_Given exercise_: Show each line from the rows below that contains the word "olympic", copied in full.

_The input_:
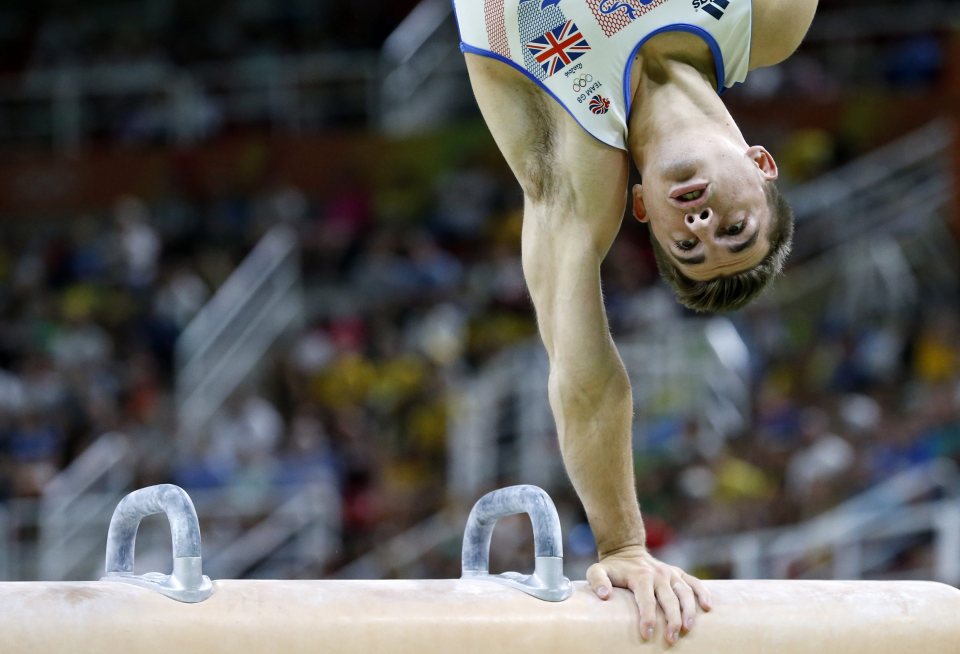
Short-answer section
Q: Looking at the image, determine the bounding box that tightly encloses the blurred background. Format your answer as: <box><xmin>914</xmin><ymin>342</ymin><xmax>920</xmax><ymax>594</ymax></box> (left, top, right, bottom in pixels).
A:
<box><xmin>0</xmin><ymin>0</ymin><xmax>960</xmax><ymax>585</ymax></box>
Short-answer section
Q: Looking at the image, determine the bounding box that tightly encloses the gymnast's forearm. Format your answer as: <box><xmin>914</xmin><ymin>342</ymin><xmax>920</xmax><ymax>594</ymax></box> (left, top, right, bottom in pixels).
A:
<box><xmin>524</xmin><ymin>231</ymin><xmax>645</xmax><ymax>556</ymax></box>
<box><xmin>549</xmin><ymin>336</ymin><xmax>645</xmax><ymax>557</ymax></box>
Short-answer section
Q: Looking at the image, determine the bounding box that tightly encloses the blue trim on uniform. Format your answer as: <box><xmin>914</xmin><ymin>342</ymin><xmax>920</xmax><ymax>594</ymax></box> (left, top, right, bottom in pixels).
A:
<box><xmin>623</xmin><ymin>23</ymin><xmax>726</xmax><ymax>125</ymax></box>
<box><xmin>460</xmin><ymin>41</ymin><xmax>627</xmax><ymax>152</ymax></box>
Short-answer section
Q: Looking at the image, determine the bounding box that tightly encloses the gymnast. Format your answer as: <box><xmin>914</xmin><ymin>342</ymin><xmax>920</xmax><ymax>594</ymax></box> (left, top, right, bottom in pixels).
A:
<box><xmin>454</xmin><ymin>0</ymin><xmax>817</xmax><ymax>644</ymax></box>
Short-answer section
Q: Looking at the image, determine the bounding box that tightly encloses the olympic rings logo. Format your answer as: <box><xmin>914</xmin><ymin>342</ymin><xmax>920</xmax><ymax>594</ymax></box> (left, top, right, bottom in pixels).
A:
<box><xmin>573</xmin><ymin>73</ymin><xmax>593</xmax><ymax>93</ymax></box>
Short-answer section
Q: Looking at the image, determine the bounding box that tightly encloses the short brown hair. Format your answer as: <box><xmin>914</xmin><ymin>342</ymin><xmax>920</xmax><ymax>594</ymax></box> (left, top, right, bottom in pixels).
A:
<box><xmin>651</xmin><ymin>181</ymin><xmax>793</xmax><ymax>313</ymax></box>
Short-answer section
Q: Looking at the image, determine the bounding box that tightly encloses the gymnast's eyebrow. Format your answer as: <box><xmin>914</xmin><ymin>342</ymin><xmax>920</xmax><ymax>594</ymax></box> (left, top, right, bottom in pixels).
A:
<box><xmin>673</xmin><ymin>229</ymin><xmax>760</xmax><ymax>266</ymax></box>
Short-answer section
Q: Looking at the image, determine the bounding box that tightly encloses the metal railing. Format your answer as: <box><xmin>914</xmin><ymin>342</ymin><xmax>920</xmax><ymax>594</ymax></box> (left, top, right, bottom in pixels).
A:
<box><xmin>761</xmin><ymin>120</ymin><xmax>960</xmax><ymax>324</ymax></box>
<box><xmin>176</xmin><ymin>225</ymin><xmax>303</xmax><ymax>443</ymax></box>
<box><xmin>37</xmin><ymin>432</ymin><xmax>135</xmax><ymax>579</ymax></box>
<box><xmin>447</xmin><ymin>318</ymin><xmax>750</xmax><ymax>498</ymax></box>
<box><xmin>658</xmin><ymin>459</ymin><xmax>960</xmax><ymax>584</ymax></box>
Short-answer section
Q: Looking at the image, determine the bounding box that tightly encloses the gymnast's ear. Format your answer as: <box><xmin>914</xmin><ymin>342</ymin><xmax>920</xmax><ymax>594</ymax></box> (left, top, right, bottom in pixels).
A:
<box><xmin>631</xmin><ymin>184</ymin><xmax>650</xmax><ymax>223</ymax></box>
<box><xmin>747</xmin><ymin>145</ymin><xmax>780</xmax><ymax>182</ymax></box>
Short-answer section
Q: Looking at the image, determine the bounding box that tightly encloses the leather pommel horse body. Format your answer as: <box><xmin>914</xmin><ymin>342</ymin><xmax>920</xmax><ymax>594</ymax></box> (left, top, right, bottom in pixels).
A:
<box><xmin>0</xmin><ymin>486</ymin><xmax>960</xmax><ymax>654</ymax></box>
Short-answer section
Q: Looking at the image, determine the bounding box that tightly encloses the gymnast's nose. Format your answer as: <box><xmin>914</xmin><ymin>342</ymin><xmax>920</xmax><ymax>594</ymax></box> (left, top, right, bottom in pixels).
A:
<box><xmin>684</xmin><ymin>207</ymin><xmax>713</xmax><ymax>233</ymax></box>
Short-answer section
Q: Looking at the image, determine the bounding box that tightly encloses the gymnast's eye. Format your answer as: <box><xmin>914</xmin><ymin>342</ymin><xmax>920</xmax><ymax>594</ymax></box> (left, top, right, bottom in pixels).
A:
<box><xmin>724</xmin><ymin>220</ymin><xmax>743</xmax><ymax>236</ymax></box>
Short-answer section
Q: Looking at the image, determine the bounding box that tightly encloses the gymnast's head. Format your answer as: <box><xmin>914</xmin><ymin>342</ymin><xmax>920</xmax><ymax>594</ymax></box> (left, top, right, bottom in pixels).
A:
<box><xmin>632</xmin><ymin>130</ymin><xmax>793</xmax><ymax>313</ymax></box>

_The result_:
Q: Looking at the image, determine the bounding box that tightly encloses the olympic rings logo. Format your answer as: <box><xmin>914</xmin><ymin>342</ymin><xmax>920</xmax><ymax>594</ymax></box> (left, top, right, bottom in pixels).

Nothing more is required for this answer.